[Object location annotation data]
-*-*-
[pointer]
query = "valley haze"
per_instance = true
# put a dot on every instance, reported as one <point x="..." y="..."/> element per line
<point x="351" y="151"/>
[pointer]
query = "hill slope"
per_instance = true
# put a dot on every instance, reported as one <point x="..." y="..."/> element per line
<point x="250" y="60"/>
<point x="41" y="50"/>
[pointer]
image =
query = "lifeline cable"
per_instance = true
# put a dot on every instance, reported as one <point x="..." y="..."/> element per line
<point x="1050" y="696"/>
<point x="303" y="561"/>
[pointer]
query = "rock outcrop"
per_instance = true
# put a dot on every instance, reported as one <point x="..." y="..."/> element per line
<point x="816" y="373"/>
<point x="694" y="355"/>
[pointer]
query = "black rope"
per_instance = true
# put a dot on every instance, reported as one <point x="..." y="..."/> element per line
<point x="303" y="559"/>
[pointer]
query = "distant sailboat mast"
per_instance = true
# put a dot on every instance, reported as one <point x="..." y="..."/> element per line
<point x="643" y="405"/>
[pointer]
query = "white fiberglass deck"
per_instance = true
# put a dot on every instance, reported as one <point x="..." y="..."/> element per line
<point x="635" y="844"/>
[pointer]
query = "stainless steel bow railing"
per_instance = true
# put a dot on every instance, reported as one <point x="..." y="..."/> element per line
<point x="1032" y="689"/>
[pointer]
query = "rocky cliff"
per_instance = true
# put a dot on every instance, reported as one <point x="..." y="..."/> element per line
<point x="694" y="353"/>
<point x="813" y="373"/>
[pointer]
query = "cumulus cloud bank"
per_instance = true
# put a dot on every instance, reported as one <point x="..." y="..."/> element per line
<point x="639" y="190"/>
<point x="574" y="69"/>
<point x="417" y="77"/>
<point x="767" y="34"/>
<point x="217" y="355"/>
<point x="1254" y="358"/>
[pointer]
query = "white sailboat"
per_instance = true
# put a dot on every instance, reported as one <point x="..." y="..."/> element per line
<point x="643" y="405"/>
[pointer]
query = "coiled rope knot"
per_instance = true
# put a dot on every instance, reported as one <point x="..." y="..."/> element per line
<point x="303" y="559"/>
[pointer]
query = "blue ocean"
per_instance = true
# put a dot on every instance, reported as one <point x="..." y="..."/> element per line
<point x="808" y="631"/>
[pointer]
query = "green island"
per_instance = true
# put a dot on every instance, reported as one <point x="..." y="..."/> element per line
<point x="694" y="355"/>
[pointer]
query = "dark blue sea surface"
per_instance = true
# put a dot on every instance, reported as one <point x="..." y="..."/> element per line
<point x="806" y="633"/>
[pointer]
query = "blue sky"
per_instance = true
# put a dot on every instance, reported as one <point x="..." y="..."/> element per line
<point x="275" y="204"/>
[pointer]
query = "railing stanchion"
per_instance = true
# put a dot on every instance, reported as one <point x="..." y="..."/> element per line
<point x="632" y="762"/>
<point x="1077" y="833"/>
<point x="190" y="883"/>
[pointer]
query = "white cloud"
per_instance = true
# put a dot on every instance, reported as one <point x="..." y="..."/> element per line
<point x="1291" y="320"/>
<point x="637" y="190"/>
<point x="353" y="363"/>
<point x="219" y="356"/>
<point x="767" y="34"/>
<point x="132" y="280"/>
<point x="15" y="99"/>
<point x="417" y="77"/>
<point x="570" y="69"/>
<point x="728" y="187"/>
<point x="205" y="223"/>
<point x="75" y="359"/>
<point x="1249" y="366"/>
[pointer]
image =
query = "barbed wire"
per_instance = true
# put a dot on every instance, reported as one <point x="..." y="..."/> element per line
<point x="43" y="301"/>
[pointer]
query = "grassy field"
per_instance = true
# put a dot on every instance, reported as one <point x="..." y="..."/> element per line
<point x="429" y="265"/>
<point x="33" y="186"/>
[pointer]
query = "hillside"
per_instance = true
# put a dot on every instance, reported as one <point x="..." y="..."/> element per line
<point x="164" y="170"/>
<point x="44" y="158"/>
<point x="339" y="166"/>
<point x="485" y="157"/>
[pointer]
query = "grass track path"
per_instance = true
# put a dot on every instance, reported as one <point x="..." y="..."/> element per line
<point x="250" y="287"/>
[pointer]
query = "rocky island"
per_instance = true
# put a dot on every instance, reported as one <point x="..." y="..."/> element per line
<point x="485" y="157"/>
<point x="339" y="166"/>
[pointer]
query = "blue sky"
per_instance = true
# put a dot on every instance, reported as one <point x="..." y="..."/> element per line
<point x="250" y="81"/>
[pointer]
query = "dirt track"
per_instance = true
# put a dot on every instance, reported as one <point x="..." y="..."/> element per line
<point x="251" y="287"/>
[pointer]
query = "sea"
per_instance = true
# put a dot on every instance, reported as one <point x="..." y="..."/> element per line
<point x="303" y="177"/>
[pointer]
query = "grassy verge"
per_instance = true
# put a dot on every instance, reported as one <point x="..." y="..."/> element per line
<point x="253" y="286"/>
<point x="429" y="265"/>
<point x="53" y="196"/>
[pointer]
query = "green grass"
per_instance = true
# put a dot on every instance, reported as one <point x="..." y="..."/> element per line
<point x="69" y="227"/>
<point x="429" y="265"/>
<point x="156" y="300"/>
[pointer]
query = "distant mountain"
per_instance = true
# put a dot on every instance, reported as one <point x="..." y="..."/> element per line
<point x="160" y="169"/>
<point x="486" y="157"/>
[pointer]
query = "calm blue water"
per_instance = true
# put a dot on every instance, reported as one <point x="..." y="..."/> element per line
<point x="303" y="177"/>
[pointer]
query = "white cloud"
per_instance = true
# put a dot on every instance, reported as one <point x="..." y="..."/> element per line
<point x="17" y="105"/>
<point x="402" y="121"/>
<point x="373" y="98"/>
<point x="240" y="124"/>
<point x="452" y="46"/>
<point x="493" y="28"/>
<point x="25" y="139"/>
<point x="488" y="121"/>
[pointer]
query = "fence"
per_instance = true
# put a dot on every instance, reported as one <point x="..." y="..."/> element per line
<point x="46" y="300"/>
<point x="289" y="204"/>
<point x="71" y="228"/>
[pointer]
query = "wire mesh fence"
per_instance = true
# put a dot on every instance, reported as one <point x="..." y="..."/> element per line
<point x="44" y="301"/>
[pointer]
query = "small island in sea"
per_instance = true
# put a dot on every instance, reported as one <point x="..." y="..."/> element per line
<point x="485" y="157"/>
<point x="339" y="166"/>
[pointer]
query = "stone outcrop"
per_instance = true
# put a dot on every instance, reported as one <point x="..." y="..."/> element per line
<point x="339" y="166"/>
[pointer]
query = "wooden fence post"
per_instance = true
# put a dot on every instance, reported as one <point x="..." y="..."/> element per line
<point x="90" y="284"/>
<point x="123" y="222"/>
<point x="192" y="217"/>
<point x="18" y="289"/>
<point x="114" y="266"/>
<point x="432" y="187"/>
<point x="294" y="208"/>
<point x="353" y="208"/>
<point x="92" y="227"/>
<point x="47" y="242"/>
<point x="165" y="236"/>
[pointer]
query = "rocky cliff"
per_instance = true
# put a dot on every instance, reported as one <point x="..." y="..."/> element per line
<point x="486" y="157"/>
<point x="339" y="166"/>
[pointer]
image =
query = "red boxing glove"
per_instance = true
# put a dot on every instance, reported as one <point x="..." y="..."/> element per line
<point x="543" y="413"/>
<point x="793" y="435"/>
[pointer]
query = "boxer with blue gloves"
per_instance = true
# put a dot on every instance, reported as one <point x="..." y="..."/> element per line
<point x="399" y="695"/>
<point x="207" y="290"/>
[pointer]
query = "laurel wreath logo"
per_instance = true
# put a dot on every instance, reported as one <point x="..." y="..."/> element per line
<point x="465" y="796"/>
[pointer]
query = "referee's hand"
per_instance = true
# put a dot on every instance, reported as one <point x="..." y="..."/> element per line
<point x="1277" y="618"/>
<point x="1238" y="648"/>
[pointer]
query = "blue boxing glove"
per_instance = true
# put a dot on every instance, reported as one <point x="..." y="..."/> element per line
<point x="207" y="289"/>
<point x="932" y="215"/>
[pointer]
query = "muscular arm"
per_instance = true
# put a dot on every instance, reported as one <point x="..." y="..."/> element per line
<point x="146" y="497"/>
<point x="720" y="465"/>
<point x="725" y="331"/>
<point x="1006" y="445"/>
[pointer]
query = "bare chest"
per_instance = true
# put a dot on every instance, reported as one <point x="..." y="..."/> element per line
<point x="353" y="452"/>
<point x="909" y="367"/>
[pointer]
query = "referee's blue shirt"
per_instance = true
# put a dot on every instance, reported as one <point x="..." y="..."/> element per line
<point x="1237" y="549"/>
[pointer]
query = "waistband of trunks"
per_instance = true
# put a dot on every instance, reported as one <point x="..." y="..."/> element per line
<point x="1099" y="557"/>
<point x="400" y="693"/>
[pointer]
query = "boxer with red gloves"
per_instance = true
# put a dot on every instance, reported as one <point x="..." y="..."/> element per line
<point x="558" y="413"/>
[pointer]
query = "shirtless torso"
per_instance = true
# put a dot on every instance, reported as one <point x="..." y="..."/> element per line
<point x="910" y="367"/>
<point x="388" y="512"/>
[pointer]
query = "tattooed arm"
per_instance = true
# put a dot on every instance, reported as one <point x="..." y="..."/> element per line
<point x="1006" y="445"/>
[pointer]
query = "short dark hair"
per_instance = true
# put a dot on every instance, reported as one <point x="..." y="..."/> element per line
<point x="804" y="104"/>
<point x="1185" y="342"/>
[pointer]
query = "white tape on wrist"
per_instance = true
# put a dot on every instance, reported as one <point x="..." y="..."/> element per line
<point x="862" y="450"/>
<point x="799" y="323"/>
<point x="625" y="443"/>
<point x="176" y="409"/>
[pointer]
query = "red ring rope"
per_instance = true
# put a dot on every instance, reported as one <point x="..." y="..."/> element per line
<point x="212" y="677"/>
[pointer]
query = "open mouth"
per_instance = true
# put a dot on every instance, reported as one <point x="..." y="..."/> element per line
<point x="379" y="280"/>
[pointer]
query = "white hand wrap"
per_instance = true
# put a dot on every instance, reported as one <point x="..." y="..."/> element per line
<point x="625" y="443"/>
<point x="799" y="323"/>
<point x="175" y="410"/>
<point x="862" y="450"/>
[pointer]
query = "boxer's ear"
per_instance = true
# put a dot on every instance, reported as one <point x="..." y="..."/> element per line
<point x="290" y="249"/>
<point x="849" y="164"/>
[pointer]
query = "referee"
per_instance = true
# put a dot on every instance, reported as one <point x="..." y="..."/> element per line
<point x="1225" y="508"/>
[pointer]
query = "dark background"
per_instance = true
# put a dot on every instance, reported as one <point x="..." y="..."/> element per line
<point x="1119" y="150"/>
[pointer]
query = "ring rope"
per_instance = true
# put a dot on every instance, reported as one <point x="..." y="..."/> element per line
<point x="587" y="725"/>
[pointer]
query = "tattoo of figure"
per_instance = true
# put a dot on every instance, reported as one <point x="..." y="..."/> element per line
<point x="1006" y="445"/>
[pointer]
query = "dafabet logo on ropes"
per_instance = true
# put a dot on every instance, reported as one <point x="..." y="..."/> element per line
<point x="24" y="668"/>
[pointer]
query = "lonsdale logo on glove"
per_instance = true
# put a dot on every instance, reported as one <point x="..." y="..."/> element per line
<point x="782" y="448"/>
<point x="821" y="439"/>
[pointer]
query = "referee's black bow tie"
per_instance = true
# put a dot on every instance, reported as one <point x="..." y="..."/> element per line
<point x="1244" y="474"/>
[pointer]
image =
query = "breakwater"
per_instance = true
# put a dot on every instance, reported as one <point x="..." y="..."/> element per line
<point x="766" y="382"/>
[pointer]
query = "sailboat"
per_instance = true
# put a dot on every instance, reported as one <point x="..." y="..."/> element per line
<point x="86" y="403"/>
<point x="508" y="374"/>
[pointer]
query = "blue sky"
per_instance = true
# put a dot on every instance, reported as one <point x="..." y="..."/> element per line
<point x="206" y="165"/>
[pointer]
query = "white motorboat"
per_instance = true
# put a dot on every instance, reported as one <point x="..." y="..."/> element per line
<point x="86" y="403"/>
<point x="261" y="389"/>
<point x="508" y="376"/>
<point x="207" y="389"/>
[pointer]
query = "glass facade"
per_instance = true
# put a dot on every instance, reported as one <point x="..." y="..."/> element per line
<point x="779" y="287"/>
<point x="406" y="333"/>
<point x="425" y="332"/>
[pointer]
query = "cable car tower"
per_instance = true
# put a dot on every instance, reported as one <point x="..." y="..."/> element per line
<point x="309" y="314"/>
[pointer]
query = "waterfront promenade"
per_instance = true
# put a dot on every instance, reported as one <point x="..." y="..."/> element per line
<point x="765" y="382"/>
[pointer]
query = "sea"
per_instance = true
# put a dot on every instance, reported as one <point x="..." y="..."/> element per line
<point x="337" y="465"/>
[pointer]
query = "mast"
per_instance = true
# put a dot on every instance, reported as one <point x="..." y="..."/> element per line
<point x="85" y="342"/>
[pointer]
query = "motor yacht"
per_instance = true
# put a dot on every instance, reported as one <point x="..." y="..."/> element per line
-*-*-
Filter the records and copy each line containing the word "distant".

query = "distant sailboat mast"
query = "distant mountain"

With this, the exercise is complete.